**Problem**: Arrange the lines below as a Markdown table with the columns "Row" and "Line text," numbering each row and leaving out any blank lines.
:: Records supplied ::
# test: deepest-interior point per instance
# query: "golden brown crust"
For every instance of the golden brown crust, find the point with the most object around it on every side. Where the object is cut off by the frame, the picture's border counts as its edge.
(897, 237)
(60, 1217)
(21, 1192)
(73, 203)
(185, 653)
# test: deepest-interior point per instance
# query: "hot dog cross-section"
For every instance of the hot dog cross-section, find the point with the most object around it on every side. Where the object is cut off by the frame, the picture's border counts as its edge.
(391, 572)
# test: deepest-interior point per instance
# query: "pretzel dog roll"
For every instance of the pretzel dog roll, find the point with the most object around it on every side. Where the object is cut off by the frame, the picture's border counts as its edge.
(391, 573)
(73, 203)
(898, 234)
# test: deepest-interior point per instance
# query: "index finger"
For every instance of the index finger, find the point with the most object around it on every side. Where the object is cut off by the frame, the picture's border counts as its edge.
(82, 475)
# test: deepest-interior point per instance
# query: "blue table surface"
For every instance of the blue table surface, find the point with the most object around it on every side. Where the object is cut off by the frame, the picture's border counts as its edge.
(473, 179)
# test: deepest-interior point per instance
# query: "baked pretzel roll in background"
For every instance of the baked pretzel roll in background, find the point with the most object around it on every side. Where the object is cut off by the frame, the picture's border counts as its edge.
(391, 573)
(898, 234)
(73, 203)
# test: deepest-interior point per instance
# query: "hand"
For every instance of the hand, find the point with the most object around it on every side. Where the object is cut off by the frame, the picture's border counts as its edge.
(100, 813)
:::
**Task result**:
| Row | Line text |
|---|---|
| 1 | # test: deepest-interior point per instance |
| 2 | # query: "golden brown crust" |
| 3 | For every instance of the golden brown crust, find the point with the most object around it on every side. Where the object is cut off by the frame, the picture's border counts as its edge. |
| 4 | (897, 237) |
| 5 | (60, 1217) |
| 6 | (21, 1192) |
| 7 | (73, 203) |
| 8 | (185, 653) |
| 9 | # test: deepest-interior point per instance |
| 10 | # query: "hot dog cross-section" |
| 11 | For every instance of the hot dog cross-section, find the point with the most object around it on every side. Where the object is cut off by the frame, the picture's border counts as its edge. |
| 12 | (391, 572) |
| 13 | # test: deepest-interior point per instance |
| 14 | # query: "pretzel dog roll" |
| 15 | For every instance of the pretzel dog roll, find the point with the most object around it on every side. Where the object is cut off by the frame, the picture's border counts as its edge. |
| 16 | (391, 573) |
| 17 | (73, 203) |
| 18 | (898, 234) |
| 19 | # test: deepest-interior point per instance |
| 20 | # query: "index finger" |
| 21 | For every instance of the index finger, find the point with the most object around it on every side. Where the object is cut off by the frame, the picture's border counts as its edge. |
| 22 | (82, 475) |
| 23 | # test: deepest-interior point per instance |
| 24 | # query: "blue table surface" |
| 25 | For every instance of the blue table surface, find the point with the most object around it on every side. Where the object is cut off by the frame, the picture's border counts as its edge. |
| 26 | (473, 179) |
| 27 | # test: deepest-interior point per instance |
| 28 | # query: "baked pretzel roll in background" |
| 29 | For every instance of the baked pretzel roll in background, find the point with the most object around it on every side. Where the object is cut off by the frame, the picture's border counts as its edge. |
| 30 | (391, 573) |
| 31 | (898, 234) |
| 32 | (73, 203) |
| 33 | # test: deepest-interior point per instance |
| 34 | # query: "hand" |
| 35 | For every instance of the hand, find the point with the most object around it on every side. Where the object is cut off by the frame, the picture's border counts as its edge. |
| 36 | (100, 813) |